Work to complete: Repeat the full listing, word for word.

━━━━━ Record list

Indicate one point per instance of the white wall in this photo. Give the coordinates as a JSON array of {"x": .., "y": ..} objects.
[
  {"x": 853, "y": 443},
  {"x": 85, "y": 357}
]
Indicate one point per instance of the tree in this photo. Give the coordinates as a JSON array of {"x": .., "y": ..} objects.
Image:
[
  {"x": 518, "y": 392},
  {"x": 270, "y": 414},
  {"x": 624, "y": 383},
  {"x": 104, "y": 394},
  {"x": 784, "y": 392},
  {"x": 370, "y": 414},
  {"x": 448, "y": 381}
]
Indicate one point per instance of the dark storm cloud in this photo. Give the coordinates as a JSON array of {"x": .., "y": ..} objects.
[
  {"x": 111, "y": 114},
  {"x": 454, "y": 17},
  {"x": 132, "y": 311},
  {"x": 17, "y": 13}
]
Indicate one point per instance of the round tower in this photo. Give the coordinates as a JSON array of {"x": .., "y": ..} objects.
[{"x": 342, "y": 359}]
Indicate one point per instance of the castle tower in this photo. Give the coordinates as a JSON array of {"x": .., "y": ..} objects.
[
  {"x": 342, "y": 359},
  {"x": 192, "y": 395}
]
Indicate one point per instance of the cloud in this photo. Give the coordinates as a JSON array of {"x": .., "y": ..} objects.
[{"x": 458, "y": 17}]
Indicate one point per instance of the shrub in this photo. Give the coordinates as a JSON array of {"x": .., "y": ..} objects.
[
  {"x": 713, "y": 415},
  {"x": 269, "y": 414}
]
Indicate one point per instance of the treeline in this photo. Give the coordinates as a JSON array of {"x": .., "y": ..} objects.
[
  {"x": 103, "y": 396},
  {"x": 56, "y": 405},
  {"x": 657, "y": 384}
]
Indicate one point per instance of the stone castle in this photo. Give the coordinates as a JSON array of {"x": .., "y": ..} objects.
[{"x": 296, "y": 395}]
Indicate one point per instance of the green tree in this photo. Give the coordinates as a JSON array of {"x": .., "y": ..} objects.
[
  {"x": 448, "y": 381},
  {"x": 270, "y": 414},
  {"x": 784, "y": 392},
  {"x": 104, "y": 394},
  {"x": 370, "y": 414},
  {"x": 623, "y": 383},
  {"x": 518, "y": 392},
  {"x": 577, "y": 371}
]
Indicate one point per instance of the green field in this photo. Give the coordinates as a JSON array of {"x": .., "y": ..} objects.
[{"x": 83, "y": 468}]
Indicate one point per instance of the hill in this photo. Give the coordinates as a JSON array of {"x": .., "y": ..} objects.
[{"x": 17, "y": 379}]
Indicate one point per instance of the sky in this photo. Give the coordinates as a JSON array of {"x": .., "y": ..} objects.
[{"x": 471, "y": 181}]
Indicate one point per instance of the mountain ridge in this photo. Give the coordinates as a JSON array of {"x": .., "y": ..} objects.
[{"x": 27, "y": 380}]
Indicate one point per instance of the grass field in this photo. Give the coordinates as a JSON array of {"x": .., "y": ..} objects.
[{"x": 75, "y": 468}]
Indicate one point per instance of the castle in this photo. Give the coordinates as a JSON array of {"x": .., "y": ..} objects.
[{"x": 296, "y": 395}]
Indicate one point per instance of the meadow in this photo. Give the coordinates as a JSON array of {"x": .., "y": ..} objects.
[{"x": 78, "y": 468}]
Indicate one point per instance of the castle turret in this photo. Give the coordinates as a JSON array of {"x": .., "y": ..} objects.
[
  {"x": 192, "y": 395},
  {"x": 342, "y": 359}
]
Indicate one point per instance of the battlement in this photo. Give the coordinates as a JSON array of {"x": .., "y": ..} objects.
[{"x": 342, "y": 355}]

━━━━━━━━━━

Reply to the exercise:
Indicate one point per instance of the white wall in this photo. Give the coordinates as a JSON array of {"x": .., "y": ..} objects.
[
  {"x": 853, "y": 443},
  {"x": 85, "y": 357}
]
Indicate one point per instance of the tree in this photo. Give the coordinates as a JSON array of {"x": .., "y": ..} objects.
Image:
[
  {"x": 518, "y": 392},
  {"x": 270, "y": 414},
  {"x": 624, "y": 383},
  {"x": 104, "y": 394},
  {"x": 784, "y": 392},
  {"x": 370, "y": 414},
  {"x": 448, "y": 381}
]
Indicate one point per instance of the dark storm cloud in this photo. Give the coordinates as a JSON array of {"x": .., "y": ..} objects.
[
  {"x": 111, "y": 114},
  {"x": 454, "y": 17},
  {"x": 132, "y": 311},
  {"x": 17, "y": 13}
]
Indicate one point per instance of the round tower in this photo. Give the coordinates as a JSON array of {"x": .., "y": ..} objects.
[{"x": 342, "y": 359}]
Indicate one point per instance of the castle tower in this photo. Give the coordinates as a JSON array of {"x": .., "y": ..} objects.
[
  {"x": 342, "y": 359},
  {"x": 192, "y": 395}
]
Indicate one point per instance of the cloud in this photo. Give the coordinates as a JSON array of {"x": .., "y": ..} objects.
[{"x": 458, "y": 17}]
Indicate one point per instance of the shrub in this photo. Give the coordinates as a JSON array of {"x": .., "y": ..} objects.
[
  {"x": 713, "y": 415},
  {"x": 269, "y": 414}
]
Indicate one point per instance of the treeline in this photo. Give the coordinates as a JSON array of {"x": .., "y": ..} objects.
[
  {"x": 103, "y": 396},
  {"x": 56, "y": 405},
  {"x": 657, "y": 384}
]
Indicate one point per instance of the stone castle in this photo. Give the coordinates as a JSON array of {"x": .., "y": ..} objects.
[{"x": 296, "y": 395}]
Indicate one point per instance of the green tree in this photo. Give the coordinates as a JSON array of {"x": .., "y": ..} objects.
[
  {"x": 448, "y": 381},
  {"x": 270, "y": 414},
  {"x": 784, "y": 392},
  {"x": 104, "y": 394},
  {"x": 370, "y": 414},
  {"x": 623, "y": 383},
  {"x": 518, "y": 392},
  {"x": 577, "y": 371}
]
Indicate one point per instance of the green field in this photo. Give the coordinates as a JSON array of {"x": .., "y": ..} objects.
[{"x": 83, "y": 468}]
Indicate one point per instance of the hill in this photo. Give the coordinates as a JSON array of {"x": .., "y": ..} objects.
[{"x": 17, "y": 379}]
Indicate one point per instance of the sky in this photo. Give the coordinates as a JSON array of {"x": .., "y": ..} objects.
[{"x": 471, "y": 181}]
Indicate one point per instance of the mountain ridge in this photo. Give the coordinates as a JSON array of {"x": .., "y": ..} objects.
[{"x": 27, "y": 380}]
Indicate one point per instance of the grass field in this photo. Give the coordinates as a JSON array of {"x": .., "y": ..} objects.
[{"x": 75, "y": 468}]
Indicate one point per instance of the castle in this photo. Give the coordinates as a JSON array of {"x": .., "y": ..} objects.
[{"x": 296, "y": 395}]
Indicate one point per instance of the meadow in this photo. Give the coordinates as a JSON array of {"x": .., "y": ..} objects.
[{"x": 78, "y": 468}]
Indicate one point per instance of the castle turret in this photo. Give the coordinates as a JSON array of {"x": .., "y": ..} objects.
[
  {"x": 192, "y": 395},
  {"x": 342, "y": 359}
]
Indicate one point per instance of the battlement in this photo. Give the coordinates as a JSON array of {"x": .., "y": ..} objects.
[{"x": 342, "y": 355}]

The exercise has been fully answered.